Convert the items from the line containing "Check that each instance of the rear wing" through the end of the items into a two-column CSV with the columns instruction and response. Give one row per item, with its text and its answer each in a single quoted field and line breaks replaced by spaces.

> _Data for the task_
————————
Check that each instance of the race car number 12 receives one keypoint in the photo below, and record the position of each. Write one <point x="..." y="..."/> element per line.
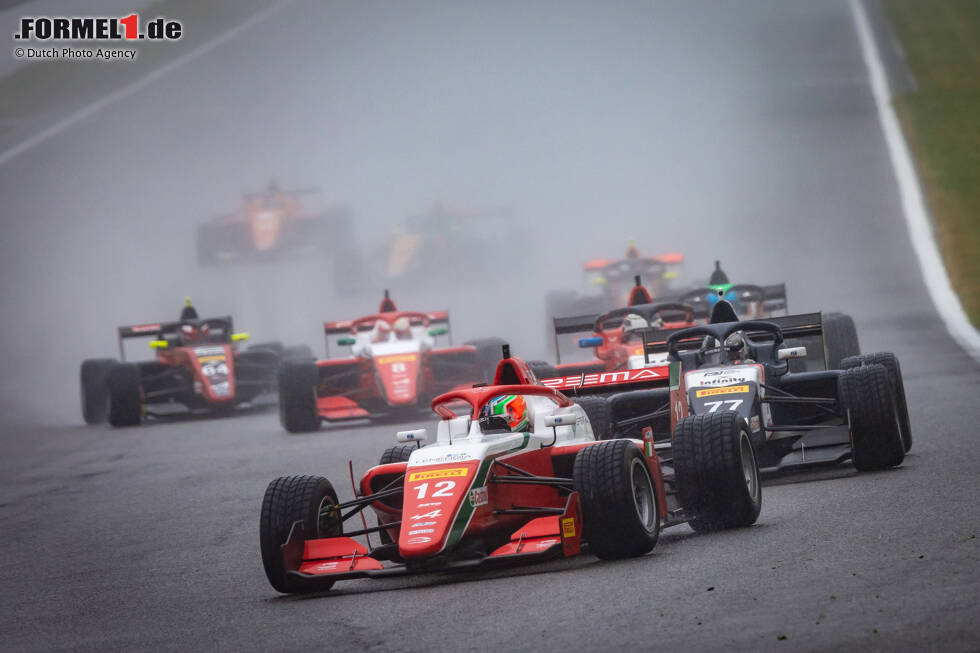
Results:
<point x="443" y="489"/>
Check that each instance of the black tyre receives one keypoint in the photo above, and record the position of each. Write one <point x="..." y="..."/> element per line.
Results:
<point x="298" y="352"/>
<point x="488" y="353"/>
<point x="890" y="362"/>
<point x="868" y="395"/>
<point x="287" y="500"/>
<point x="597" y="410"/>
<point x="124" y="396"/>
<point x="620" y="513"/>
<point x="397" y="454"/>
<point x="716" y="471"/>
<point x="92" y="380"/>
<point x="544" y="370"/>
<point x="840" y="339"/>
<point x="297" y="396"/>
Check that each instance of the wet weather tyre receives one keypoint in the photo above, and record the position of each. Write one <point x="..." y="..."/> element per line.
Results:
<point x="290" y="499"/>
<point x="92" y="383"/>
<point x="597" y="410"/>
<point x="297" y="396"/>
<point x="716" y="471"/>
<point x="543" y="370"/>
<point x="840" y="336"/>
<point x="124" y="396"/>
<point x="890" y="363"/>
<point x="868" y="396"/>
<point x="620" y="513"/>
<point x="397" y="454"/>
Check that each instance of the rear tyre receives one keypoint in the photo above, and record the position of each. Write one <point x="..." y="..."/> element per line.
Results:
<point x="397" y="454"/>
<point x="290" y="499"/>
<point x="93" y="388"/>
<point x="867" y="394"/>
<point x="620" y="513"/>
<point x="840" y="338"/>
<point x="297" y="396"/>
<point x="488" y="352"/>
<point x="890" y="362"/>
<point x="124" y="396"/>
<point x="597" y="410"/>
<point x="716" y="471"/>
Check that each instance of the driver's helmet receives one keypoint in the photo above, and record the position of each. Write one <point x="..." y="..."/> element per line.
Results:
<point x="505" y="413"/>
<point x="403" y="328"/>
<point x="382" y="331"/>
<point x="632" y="322"/>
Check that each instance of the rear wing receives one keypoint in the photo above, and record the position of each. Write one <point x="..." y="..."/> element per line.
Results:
<point x="154" y="329"/>
<point x="803" y="328"/>
<point x="344" y="326"/>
————————
> _Exercise response_
instruction,response
"Check that each instance of the rear wing receives one keypoint in the photo above, and record the position of each. Write one <point x=""..."" y=""...""/> element per line. Results:","<point x=""154"" y=""329""/> <point x=""803"" y=""328""/> <point x=""344"" y=""326""/>"